- [Exercise instructions]: Can you rescale the stretch from the line containing "For the audit, pick out each instance of the asphalt" through the end of the entries, writing every line out again with the requests unchanged and each point coordinate in the answers multiplied by 1.65 and rounded to a whole number, halves rounding up? Give only those lines.

- [Data shown]:
-- Begin --
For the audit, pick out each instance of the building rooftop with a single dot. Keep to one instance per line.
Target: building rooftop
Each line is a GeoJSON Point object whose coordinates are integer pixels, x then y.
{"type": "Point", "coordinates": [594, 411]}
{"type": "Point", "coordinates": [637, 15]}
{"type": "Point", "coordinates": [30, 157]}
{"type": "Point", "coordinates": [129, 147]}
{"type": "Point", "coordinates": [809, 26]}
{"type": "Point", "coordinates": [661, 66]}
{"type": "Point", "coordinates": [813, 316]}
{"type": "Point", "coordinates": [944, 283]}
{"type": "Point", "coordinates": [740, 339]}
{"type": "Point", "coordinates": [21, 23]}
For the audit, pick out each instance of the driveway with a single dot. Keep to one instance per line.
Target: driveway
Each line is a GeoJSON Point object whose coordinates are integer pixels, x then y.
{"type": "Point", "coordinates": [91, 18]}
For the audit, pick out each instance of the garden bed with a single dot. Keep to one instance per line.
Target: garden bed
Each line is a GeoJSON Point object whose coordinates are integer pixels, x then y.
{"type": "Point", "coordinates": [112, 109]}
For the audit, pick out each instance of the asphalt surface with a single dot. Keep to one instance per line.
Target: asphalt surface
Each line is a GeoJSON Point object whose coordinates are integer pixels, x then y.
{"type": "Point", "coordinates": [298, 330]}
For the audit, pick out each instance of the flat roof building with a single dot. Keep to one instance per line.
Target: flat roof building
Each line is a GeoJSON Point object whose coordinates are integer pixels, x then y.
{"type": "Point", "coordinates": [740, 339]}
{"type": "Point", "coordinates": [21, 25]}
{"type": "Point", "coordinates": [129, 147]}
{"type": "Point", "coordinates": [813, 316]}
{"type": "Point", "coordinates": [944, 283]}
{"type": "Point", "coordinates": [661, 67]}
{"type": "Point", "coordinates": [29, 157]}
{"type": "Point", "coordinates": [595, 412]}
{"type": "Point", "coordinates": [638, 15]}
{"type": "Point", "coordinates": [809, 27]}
-- End --
- [Answer to the exercise]:
For the audit, pick out each instance of the asphalt surface with a single dot. Keep to one instance per line.
Target: asphalt surface
Each line is a GeoJSON Point object whose coordinates are integer pixels, x then y.
{"type": "Point", "coordinates": [492, 545]}
For the audit, pick out each instance of the flat roof building with a single dot. Keep to one instance per line.
Target: flat roof building
Each line is a GeoJSON Point object whose coordinates are integer pixels, x then y.
{"type": "Point", "coordinates": [1221, 559]}
{"type": "Point", "coordinates": [35, 41]}
{"type": "Point", "coordinates": [213, 243]}
{"type": "Point", "coordinates": [1341, 521]}
{"type": "Point", "coordinates": [1558, 467]}
{"type": "Point", "coordinates": [1091, 111]}
{"type": "Point", "coordinates": [48, 259]}
{"type": "Point", "coordinates": [982, 680]}
{"type": "Point", "coordinates": [1053, 25]}
{"type": "Point", "coordinates": [1335, 45]}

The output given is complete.